(Stored data entries)
+++++

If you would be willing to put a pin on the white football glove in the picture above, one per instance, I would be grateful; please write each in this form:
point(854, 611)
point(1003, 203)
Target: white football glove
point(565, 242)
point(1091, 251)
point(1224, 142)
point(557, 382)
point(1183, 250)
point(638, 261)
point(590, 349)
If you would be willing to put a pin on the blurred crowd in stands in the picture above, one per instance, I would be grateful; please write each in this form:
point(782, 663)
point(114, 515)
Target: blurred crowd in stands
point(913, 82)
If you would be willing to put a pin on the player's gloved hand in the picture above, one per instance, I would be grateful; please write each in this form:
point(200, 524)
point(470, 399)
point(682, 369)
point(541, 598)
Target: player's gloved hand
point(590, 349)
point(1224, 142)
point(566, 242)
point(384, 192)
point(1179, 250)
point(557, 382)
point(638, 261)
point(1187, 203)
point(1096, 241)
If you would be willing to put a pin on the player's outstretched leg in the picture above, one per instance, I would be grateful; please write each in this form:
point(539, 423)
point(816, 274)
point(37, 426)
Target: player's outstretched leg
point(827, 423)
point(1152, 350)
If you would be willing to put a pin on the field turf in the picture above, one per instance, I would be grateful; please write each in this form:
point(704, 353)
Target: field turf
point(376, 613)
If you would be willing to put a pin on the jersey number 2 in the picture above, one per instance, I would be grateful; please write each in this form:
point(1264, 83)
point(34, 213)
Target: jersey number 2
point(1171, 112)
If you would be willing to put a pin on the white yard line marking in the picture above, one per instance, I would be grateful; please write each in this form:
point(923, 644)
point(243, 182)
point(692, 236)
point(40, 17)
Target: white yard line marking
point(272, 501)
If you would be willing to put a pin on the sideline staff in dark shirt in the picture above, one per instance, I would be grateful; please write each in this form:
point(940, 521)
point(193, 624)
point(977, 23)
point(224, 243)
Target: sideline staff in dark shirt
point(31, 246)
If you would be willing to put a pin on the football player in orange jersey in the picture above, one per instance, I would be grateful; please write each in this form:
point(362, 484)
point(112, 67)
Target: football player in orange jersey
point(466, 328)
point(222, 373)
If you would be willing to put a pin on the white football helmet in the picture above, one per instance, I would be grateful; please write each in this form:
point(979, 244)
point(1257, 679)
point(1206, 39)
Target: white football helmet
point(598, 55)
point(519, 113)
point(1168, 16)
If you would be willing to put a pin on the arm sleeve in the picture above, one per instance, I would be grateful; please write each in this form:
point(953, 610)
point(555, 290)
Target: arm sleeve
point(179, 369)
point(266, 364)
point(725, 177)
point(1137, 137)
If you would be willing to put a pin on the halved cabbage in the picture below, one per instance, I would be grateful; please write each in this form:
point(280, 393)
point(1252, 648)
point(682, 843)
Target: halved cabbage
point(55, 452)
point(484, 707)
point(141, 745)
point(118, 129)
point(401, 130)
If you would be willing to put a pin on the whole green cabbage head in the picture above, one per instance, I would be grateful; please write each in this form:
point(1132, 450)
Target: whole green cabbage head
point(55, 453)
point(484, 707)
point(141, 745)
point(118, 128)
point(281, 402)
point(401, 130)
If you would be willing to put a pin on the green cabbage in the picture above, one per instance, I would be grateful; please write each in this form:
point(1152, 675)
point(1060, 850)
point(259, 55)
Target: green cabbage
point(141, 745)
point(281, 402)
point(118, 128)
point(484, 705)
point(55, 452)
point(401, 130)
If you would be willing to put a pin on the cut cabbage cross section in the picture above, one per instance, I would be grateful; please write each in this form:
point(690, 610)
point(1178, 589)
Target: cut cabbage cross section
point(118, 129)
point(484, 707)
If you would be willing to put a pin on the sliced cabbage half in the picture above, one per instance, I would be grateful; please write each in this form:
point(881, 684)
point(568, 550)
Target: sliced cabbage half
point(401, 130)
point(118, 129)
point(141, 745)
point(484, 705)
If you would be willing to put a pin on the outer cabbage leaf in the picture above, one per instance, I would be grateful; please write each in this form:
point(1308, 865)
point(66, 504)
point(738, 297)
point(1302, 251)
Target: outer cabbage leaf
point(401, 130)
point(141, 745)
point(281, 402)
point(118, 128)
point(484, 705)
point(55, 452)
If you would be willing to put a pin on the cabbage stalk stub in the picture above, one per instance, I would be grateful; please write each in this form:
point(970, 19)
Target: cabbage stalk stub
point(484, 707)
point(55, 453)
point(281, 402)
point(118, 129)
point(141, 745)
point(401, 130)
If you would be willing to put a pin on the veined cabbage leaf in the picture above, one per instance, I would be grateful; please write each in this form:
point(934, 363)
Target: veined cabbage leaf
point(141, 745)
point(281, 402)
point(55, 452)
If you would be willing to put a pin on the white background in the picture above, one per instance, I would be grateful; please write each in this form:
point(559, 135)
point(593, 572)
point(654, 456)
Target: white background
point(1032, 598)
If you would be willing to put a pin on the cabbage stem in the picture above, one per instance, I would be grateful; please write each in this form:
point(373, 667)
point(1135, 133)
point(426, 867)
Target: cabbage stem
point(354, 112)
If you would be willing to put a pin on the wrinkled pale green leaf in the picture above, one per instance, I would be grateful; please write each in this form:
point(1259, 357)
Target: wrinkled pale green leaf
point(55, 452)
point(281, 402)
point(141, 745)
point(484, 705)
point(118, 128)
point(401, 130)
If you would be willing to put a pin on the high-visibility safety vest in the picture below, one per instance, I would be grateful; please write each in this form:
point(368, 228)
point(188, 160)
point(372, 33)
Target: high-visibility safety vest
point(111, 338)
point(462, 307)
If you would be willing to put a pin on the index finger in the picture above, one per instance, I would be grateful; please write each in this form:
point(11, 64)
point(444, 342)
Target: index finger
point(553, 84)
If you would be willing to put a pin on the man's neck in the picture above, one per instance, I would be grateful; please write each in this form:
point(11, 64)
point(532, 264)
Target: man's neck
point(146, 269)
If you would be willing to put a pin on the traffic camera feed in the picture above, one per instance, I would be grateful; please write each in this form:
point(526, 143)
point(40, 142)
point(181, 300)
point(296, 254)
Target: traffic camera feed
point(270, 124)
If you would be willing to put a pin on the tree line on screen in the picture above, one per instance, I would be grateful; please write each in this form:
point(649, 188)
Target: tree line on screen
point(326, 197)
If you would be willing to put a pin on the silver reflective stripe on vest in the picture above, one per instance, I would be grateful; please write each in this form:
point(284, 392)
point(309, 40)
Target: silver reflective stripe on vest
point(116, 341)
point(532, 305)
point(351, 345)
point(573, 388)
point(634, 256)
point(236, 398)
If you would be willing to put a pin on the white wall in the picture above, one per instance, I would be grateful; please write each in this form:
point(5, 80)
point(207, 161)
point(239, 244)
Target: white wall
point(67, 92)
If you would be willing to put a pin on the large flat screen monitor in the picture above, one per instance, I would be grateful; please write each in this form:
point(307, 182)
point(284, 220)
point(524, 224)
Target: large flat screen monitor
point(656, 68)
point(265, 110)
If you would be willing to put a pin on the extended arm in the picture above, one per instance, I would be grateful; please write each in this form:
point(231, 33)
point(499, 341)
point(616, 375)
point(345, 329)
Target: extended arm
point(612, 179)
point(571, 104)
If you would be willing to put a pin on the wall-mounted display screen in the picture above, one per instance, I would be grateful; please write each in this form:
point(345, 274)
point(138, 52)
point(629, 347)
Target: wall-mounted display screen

+++++

_PROBLEM_: Output every entry exactly.

_RESPONSE TO THE EXERCISE_:
If you would be willing to put a pin on the white football glove in the picture above, one per instance, I would be grateful; please write each in this form:
point(854, 611)
point(1003, 203)
Target: white football glove
point(565, 242)
point(1091, 251)
point(1224, 142)
point(557, 382)
point(1183, 250)
point(638, 261)
point(590, 349)
If you would be willing to put a pin on the blurred crowd in stands in the picture above, one per instance, I would be grateful; please write each in this form:
point(782, 663)
point(114, 515)
Target: blurred crowd in stands
point(913, 82)
If you would be willing to put a pin on the player's gloved hand in the picture above, one per instance, I would be grateful; please write each in this form:
point(200, 524)
point(470, 399)
point(682, 369)
point(541, 598)
Target: player's gloved hand
point(590, 349)
point(1224, 142)
point(566, 242)
point(384, 192)
point(1179, 250)
point(557, 382)
point(638, 261)
point(1187, 203)
point(1096, 241)
If you would be willing to put a pin on the player's outstretched leg in the picture above, one per instance, I would be grateful; please write each in this form:
point(539, 423)
point(816, 274)
point(37, 426)
Target: player's outstretched leg
point(827, 423)
point(1152, 350)
If you would be willing to put a pin on the field turf in the picture above, one per instance, I would be grateful; please write each in this form:
point(704, 353)
Target: field turf
point(376, 613)
If you would be willing to put a pin on the jersey number 2 in the picture above, one per instance, I would be grateful; please write each in this form:
point(1264, 83)
point(34, 213)
Target: jersey number 2
point(1171, 112)
If you would be willing to put a pin on the white yard line marking in the picture above, one per instance, I would be grateful; please write each in this form:
point(923, 644)
point(243, 182)
point(692, 236)
point(40, 17)
Target: white yard line marking
point(272, 501)
If you would be willing to put a pin on the sideline staff in dark shirt in the picture above, one per instance, I would be grateful; please write each in this form:
point(940, 521)
point(193, 624)
point(977, 23)
point(224, 243)
Target: sideline staff in dark shirt
point(31, 246)
If you would be willing to put a pin on the football player in orange jersey in the picture above, one per instance, I would be grateful; please write each in this form:
point(362, 484)
point(112, 67)
Target: football player in orange jersey
point(466, 328)
point(222, 373)
If you would be willing to put a pin on the white football helmet in the picture above, one per instance, I would be grateful; please write each in this form:
point(979, 244)
point(1257, 679)
point(1206, 39)
Target: white football helmet
point(598, 55)
point(519, 113)
point(1168, 16)
If you would be willing to put a pin on the arm sleeve in the picture above, one per instance, I would be grateful; please write each in this form:
point(953, 610)
point(555, 290)
Target: arm sleeve
point(179, 369)
point(266, 364)
point(725, 177)
point(1137, 137)
If you would be willing to put a pin on the halved cabbage in the picture below, one per instance, I would be grateful; please write each in this form:
point(280, 393)
point(1252, 648)
point(682, 843)
Target: halved cabbage
point(55, 452)
point(484, 707)
point(141, 745)
point(118, 129)
point(401, 130)
If you would be willing to put a pin on the whole green cabbage head in the picture above, one per instance, I would be grateful; please write each in this form:
point(1132, 450)
Target: whole green cabbage head
point(55, 453)
point(484, 707)
point(141, 745)
point(118, 128)
point(281, 402)
point(401, 130)
If you would be willing to put a pin on the green cabbage in the picture above, one per instance, I would be grateful; please write each in this form:
point(1152, 675)
point(1060, 850)
point(259, 55)
Target: green cabbage
point(141, 745)
point(281, 402)
point(118, 128)
point(484, 705)
point(55, 452)
point(401, 130)
If you would be willing to put a pin on the cut cabbage cross section in the picture above, one per instance, I would be grateful; please write each in this form:
point(690, 610)
point(1178, 589)
Target: cut cabbage cross section
point(118, 129)
point(484, 707)
If you would be willing to put a pin on the sliced cabbage half in the picture above, one per instance, I would be grateful; please write each in this form:
point(881, 684)
point(568, 550)
Target: sliced cabbage half
point(401, 130)
point(118, 129)
point(141, 745)
point(484, 705)
If you would be willing to put a pin on the outer cabbage leaf in the picture above, one per instance, I would be grateful; please write each in this form:
point(1308, 865)
point(66, 504)
point(738, 297)
point(1302, 251)
Target: outer cabbage leaf
point(401, 130)
point(141, 745)
point(281, 402)
point(118, 128)
point(484, 705)
point(55, 452)
If you would be willing to put a pin on the cabbage stalk stub in the picture above, one per instance, I would be grateful; please write each in this form:
point(970, 19)
Target: cabbage stalk stub
point(484, 707)
point(55, 453)
point(281, 402)
point(118, 129)
point(141, 745)
point(401, 130)
If you would be willing to put a pin on the veined cabbage leaf in the picture above, one per instance, I would be grateful; please write each in this form:
point(934, 363)
Target: veined cabbage leaf
point(141, 745)
point(281, 402)
point(55, 452)
If you would be willing to put a pin on the white background in the picture above, one per instance, I would be grateful; please write each in this form:
point(559, 135)
point(593, 572)
point(654, 456)
Target: white background
point(1032, 598)
If you would be willing to put a pin on the cabbage stem in the picture above, one per instance, I would be grateful; please write each in this form:
point(373, 667)
point(1135, 133)
point(426, 867)
Target: cabbage stem
point(354, 112)
If you would be willing to put a pin on the wrinkled pale green leaf in the picture above, one per instance, I would be grateful; please write each in this form:
point(1259, 357)
Target: wrinkled pale green leaf
point(55, 452)
point(281, 402)
point(141, 745)
point(484, 705)
point(118, 128)
point(401, 130)
If you would be willing to put a pin on the high-visibility safety vest in the picture below, one per instance, I would be grateful; please write each in this form:
point(368, 228)
point(188, 160)
point(372, 33)
Target: high-visibility safety vest
point(111, 338)
point(462, 307)
If you would be willing to put a pin on the index finger in the picture above, one per instance, I would be grateful; please write each in this form:
point(11, 64)
point(444, 342)
Target: index finger
point(553, 84)
If you would be willing to put a pin on the man's neck in the picture above, one per instance, I would be grateful; please write each in this form:
point(11, 64)
point(532, 264)
Target: man's neck
point(146, 269)
If you would be willing to put a pin on the traffic camera feed in the picture above, one per instance, I would be grateful; please write each in this form:
point(526, 143)
point(40, 142)
point(181, 300)
point(296, 254)
Target: traffic camera feed
point(270, 124)
If you would be willing to put a pin on the tree line on screen in the picture above, one per instance, I would be grateful; please write each in this form:
point(649, 188)
Target: tree line on screen
point(326, 197)
If you would be willing to put a pin on the silver reflective stripe on vest in the picture above, one per instance, I would be grateful; please write each in this form:
point(284, 392)
point(309, 40)
Target: silver reflective stripe on vest
point(116, 341)
point(532, 305)
point(351, 345)
point(573, 388)
point(634, 256)
point(236, 398)
If you would be willing to put a pin on the white wall in the picture above, one per instance, I would be grateful; please write each in this form:
point(5, 80)
point(207, 161)
point(239, 244)
Target: white wall
point(67, 92)
If you would be willing to put a pin on the large flat screen monitor in the picture above, one per instance, I would be grateful; please write each in this form:
point(307, 182)
point(284, 220)
point(524, 224)
Target: large flat screen monitor
point(656, 68)
point(265, 110)
If you would be willing to put a pin on the extended arm in the picture above, one per instance, I would be grateful; please write each in this form:
point(231, 33)
point(499, 341)
point(616, 375)
point(345, 329)
Target: extended arm
point(612, 179)
point(571, 104)
If you would be willing to put a pin on the wall-mounted display screen in the picture above, one per instance, I would be grateful; please write each in this form:
point(345, 274)
point(138, 52)
point(629, 347)
Target: wall-mounted display screen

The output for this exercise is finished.